Text segment ::
+-------+

Curlew Air Force Station (ADC ID: LP-6, P-6) is a closed United States Air Force General Surveillance Radar station.  It is located  north of Republic, Washington.  It was closed in 1959.

History
Curlew Air Force Station was one of twenty-eight stations built as part of the second segment of the Air Defense Command permanent radar network. Prompted by the start of the Korean War, on July 11, 1950, the Secretary of the Air Force asked the Secretary of Defense for approval to expedite construction of the permanent network. Receiving the Defense Secretary's approval on July 21, the Air Force directed the Corps of Engineers to proceed with construction.

The 638th Tactical Control Squadron was redesignated as the 638th Aircraft Control and Warning Squadron and activated at Mount Bonaparte AFS (LP-6), Washington on 5 May 1950.  By March 1951 the squadron was operating an AN/TPS-1B medium-range search radar, and initially the station functioned as a Ground-Control Intercept (GCI) and warning station.  As a GCI station, the squadron's role was to guide interceptor aircraft toward unidentified intruders picked up on the unit's radar scopes.

+-------+

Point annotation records
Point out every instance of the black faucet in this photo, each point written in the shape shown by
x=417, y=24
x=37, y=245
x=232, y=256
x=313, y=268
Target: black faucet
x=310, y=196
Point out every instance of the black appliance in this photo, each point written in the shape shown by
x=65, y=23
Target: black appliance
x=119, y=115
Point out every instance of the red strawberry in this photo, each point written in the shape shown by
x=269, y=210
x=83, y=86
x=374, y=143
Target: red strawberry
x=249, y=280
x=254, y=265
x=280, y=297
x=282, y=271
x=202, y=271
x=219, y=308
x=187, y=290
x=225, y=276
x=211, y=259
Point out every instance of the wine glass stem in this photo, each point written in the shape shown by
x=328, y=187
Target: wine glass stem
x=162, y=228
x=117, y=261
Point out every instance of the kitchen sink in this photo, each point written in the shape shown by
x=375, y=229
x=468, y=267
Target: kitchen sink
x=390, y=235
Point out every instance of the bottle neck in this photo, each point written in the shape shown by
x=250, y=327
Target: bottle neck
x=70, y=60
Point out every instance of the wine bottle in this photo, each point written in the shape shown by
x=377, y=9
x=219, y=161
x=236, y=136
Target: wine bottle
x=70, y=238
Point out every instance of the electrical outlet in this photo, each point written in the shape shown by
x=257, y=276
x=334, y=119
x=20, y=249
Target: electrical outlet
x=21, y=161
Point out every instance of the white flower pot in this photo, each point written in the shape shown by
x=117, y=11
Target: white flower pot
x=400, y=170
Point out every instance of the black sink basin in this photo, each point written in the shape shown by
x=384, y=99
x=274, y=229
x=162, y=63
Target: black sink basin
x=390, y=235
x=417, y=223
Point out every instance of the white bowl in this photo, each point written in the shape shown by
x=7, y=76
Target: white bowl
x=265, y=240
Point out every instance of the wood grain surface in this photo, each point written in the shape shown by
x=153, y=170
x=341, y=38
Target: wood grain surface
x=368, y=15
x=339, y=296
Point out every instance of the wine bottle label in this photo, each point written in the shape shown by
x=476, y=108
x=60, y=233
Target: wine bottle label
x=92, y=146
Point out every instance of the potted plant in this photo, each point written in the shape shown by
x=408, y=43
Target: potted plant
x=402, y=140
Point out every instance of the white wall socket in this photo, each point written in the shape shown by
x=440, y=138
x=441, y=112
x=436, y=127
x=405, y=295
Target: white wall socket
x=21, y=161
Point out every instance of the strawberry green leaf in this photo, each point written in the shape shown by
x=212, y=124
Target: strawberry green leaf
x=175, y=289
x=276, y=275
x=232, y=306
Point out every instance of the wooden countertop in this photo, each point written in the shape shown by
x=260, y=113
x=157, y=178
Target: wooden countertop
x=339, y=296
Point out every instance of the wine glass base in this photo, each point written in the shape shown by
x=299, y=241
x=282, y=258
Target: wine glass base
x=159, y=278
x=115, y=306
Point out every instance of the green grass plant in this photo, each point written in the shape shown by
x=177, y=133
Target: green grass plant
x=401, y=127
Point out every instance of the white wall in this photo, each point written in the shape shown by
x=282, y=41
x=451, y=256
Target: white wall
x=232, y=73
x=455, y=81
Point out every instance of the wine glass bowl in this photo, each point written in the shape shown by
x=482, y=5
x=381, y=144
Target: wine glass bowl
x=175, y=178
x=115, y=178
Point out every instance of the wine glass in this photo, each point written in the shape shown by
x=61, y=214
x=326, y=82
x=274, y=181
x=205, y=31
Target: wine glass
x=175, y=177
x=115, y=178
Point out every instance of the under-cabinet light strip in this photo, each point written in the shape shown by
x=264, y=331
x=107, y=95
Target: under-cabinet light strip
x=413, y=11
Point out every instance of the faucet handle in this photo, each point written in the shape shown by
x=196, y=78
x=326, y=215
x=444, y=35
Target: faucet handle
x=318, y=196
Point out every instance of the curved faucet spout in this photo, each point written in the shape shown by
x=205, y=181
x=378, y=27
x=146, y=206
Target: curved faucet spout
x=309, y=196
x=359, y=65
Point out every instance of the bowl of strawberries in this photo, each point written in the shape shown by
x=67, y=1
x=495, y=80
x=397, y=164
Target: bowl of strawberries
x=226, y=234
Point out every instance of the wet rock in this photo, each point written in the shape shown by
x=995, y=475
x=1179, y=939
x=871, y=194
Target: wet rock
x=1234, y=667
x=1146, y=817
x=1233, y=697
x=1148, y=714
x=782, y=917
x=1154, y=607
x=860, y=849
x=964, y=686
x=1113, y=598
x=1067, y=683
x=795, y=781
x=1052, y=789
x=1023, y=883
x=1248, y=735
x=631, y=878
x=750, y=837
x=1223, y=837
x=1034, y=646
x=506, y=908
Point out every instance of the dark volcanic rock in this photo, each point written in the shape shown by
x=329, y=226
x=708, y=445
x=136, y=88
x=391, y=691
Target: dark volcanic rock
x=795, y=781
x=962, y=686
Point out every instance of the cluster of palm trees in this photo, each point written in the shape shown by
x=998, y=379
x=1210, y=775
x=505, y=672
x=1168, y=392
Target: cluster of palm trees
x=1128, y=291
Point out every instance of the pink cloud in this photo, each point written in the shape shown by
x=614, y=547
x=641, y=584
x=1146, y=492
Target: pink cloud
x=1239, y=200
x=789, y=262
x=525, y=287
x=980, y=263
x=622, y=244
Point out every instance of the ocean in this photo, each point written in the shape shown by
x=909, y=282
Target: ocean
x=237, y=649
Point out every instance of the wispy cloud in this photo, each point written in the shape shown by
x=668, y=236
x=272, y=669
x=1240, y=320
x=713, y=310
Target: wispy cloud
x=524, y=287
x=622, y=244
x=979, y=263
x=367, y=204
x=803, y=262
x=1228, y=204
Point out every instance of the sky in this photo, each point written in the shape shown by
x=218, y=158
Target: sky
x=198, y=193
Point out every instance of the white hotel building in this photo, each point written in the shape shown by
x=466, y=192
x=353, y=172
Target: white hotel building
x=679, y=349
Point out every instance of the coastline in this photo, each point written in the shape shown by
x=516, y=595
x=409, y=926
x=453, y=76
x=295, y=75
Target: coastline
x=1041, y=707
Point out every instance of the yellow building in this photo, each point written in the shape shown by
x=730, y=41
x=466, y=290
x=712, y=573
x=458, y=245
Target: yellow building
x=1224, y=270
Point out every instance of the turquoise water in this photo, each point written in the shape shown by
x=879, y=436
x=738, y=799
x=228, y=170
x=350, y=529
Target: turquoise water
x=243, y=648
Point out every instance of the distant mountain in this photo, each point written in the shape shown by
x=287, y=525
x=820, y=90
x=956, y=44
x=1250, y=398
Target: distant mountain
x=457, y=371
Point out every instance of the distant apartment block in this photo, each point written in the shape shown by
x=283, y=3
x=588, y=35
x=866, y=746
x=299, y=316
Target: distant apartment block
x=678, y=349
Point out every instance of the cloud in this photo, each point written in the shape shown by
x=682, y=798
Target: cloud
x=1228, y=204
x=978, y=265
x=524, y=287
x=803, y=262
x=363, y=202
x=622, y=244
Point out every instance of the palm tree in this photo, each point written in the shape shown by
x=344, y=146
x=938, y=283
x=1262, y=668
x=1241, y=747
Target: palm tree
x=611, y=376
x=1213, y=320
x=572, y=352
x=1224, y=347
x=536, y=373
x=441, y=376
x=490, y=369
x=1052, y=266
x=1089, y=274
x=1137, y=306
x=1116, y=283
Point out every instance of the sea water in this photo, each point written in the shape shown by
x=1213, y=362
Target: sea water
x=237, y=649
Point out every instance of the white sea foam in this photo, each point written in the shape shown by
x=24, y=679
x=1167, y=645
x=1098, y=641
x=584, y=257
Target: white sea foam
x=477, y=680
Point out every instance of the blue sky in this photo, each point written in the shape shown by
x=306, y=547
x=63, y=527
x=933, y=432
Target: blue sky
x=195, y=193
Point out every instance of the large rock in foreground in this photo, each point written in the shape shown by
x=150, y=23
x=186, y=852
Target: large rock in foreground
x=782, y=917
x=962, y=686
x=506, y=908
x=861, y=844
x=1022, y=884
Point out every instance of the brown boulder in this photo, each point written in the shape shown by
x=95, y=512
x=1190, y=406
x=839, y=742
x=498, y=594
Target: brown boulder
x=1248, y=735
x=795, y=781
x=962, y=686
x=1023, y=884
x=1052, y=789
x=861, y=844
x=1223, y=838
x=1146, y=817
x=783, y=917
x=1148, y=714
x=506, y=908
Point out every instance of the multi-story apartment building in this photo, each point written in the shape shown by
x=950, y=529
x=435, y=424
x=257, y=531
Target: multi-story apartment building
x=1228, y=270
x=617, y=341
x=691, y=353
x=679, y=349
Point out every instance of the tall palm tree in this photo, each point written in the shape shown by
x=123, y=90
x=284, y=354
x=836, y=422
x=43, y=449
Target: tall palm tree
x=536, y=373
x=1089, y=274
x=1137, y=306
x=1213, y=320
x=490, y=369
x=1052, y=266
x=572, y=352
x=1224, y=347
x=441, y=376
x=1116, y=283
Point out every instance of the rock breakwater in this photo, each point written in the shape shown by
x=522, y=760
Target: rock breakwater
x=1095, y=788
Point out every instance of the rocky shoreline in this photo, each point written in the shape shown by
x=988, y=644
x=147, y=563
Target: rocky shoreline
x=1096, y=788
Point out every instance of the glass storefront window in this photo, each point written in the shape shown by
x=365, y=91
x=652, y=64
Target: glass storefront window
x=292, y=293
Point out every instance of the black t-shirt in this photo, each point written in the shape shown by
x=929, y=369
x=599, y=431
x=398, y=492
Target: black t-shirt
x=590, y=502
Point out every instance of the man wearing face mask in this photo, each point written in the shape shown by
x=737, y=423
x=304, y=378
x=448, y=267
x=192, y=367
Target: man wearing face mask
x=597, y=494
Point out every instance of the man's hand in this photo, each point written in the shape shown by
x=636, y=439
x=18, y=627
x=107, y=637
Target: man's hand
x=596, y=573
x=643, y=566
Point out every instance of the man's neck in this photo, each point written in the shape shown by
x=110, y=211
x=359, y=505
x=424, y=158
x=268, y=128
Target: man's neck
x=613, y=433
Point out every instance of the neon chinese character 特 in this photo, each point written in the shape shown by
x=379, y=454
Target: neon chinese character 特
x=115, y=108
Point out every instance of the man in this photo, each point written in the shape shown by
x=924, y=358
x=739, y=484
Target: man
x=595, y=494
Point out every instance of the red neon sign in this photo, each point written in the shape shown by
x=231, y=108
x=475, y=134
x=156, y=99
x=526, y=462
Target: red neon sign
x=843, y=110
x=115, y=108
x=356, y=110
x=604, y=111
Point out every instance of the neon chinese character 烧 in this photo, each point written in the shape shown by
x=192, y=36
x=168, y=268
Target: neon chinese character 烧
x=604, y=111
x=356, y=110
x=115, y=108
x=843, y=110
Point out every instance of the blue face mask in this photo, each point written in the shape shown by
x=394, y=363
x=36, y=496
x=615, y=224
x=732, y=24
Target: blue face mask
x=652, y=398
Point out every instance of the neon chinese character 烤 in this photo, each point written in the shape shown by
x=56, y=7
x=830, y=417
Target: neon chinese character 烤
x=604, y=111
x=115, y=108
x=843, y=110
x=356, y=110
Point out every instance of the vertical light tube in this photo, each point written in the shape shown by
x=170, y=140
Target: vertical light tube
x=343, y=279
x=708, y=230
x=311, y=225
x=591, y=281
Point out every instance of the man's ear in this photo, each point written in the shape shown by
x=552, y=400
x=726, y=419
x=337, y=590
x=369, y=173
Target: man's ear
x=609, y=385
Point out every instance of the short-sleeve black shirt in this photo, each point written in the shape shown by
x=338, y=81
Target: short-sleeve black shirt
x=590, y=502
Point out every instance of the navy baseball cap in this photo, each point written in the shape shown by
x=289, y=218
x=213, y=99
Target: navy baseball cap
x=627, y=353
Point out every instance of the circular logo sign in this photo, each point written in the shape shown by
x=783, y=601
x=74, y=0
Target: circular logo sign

+-------+

Work required :: Copy out the full Curlew Air Force Station text above, word for word.

Written response ::
Curlew Air Force Station (ADC ID: LP-6, P-6) is a closed United States Air Force General Surveillance Radar station.  It is located  north of Republic, Washington.  It was closed in 1959.

History
Curlew Air Force Station was one of twenty-eight stations built as part of the second segment of the Air Defense Command permanent radar network. Prompted by the start of the Korean War, on July 11, 1950, the Secretary of the Air Force asked the Secretary of Defense for approval to expedite construction of the permanent network. Receiving the Defense Secretary's approval on July 21, the Air Force directed the Corps of Engineers to proceed with construction.

The 638th Tactical Control Squadron was redesignated as the 638th Aircraft Control and Warning Squadron and activated at Mount Bonaparte AFS (LP-6), Washington on 5 May 1950.  By March 1951 the squadron was operating an AN/TPS-1B medium-range search radar, and initially the station functioned as a Ground-Control Intercept (GCI) and warning station.  As a GCI station, the squadron's role was to guide interceptor aircraft toward unidentified intruders picked up on the unit's radar scopes.